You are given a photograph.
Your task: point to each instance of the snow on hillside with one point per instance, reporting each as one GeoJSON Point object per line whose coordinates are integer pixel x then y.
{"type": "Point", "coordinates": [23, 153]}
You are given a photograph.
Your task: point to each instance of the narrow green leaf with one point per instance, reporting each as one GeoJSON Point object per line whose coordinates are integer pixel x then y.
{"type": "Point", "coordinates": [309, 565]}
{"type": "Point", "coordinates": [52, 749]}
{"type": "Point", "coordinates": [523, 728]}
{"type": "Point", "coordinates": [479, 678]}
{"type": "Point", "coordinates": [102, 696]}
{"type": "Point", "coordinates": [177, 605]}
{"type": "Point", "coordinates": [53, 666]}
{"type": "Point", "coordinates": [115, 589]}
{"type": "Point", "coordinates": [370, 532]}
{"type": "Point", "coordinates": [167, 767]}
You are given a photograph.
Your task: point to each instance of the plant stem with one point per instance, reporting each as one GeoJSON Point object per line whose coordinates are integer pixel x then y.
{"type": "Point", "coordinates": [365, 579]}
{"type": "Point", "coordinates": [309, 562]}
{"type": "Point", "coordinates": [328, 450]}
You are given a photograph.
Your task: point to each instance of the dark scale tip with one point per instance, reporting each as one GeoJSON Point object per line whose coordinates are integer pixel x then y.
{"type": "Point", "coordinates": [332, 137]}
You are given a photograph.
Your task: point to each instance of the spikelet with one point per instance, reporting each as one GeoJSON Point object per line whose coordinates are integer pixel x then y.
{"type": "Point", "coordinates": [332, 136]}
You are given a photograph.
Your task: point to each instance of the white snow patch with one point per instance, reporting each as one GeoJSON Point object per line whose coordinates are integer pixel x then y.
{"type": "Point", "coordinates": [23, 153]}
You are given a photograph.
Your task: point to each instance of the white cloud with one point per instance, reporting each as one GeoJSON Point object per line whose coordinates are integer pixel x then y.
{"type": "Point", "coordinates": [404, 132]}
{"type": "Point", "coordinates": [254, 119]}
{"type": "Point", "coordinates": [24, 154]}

Written task =
Using the data above, print every record exactly as shown.

Response to this task =
You are given a photograph.
Your task: point to each instance of the snow on hillside with one point per instance, reporting each as one GeoJSON Point object per line whose coordinates are integer pixel x then y.
{"type": "Point", "coordinates": [23, 153]}
You are given a photograph.
Your task: point to each instance of the narrow green leaf with one point per instance, reporting each as one GeoJSON Point object per line whose coordinates are integer pixel x then y.
{"type": "Point", "coordinates": [309, 565]}
{"type": "Point", "coordinates": [52, 749]}
{"type": "Point", "coordinates": [523, 728]}
{"type": "Point", "coordinates": [479, 678]}
{"type": "Point", "coordinates": [102, 696]}
{"type": "Point", "coordinates": [177, 605]}
{"type": "Point", "coordinates": [53, 666]}
{"type": "Point", "coordinates": [115, 589]}
{"type": "Point", "coordinates": [370, 532]}
{"type": "Point", "coordinates": [167, 767]}
You are given a photograph.
Your task: point to each instance of the plant stem with one point per instance, reporting each as one GeoJSON Point object per line whose coordinates are integer pixel x then y.
{"type": "Point", "coordinates": [365, 579]}
{"type": "Point", "coordinates": [309, 562]}
{"type": "Point", "coordinates": [328, 450]}
You are given a photograph.
Your task: point to each instance of the dark scale tip with one point per instance, reporting each as one GeoJSON Point object per line whose coordinates are integer pixel x then y.
{"type": "Point", "coordinates": [332, 137]}
You are given a photograph.
Your task: point to each instance of the spikelet with one point per instance, reporting each as one GeoJSON Point object per line whose coordinates are integer pixel x then y.
{"type": "Point", "coordinates": [332, 136]}
You are given a photograph.
Your task: point to each instance of the white snow patch with one point per instance, reporting each as one GeoJSON Point object per line whose coordinates are integer pixel x then y.
{"type": "Point", "coordinates": [23, 153]}
You are given a photograph.
Your task: point to each instance of the white cloud with one point per instance, reporting each as one GeoJSON Point object per line whose coordinates are integer pixel x then y.
{"type": "Point", "coordinates": [404, 132]}
{"type": "Point", "coordinates": [254, 119]}
{"type": "Point", "coordinates": [24, 154]}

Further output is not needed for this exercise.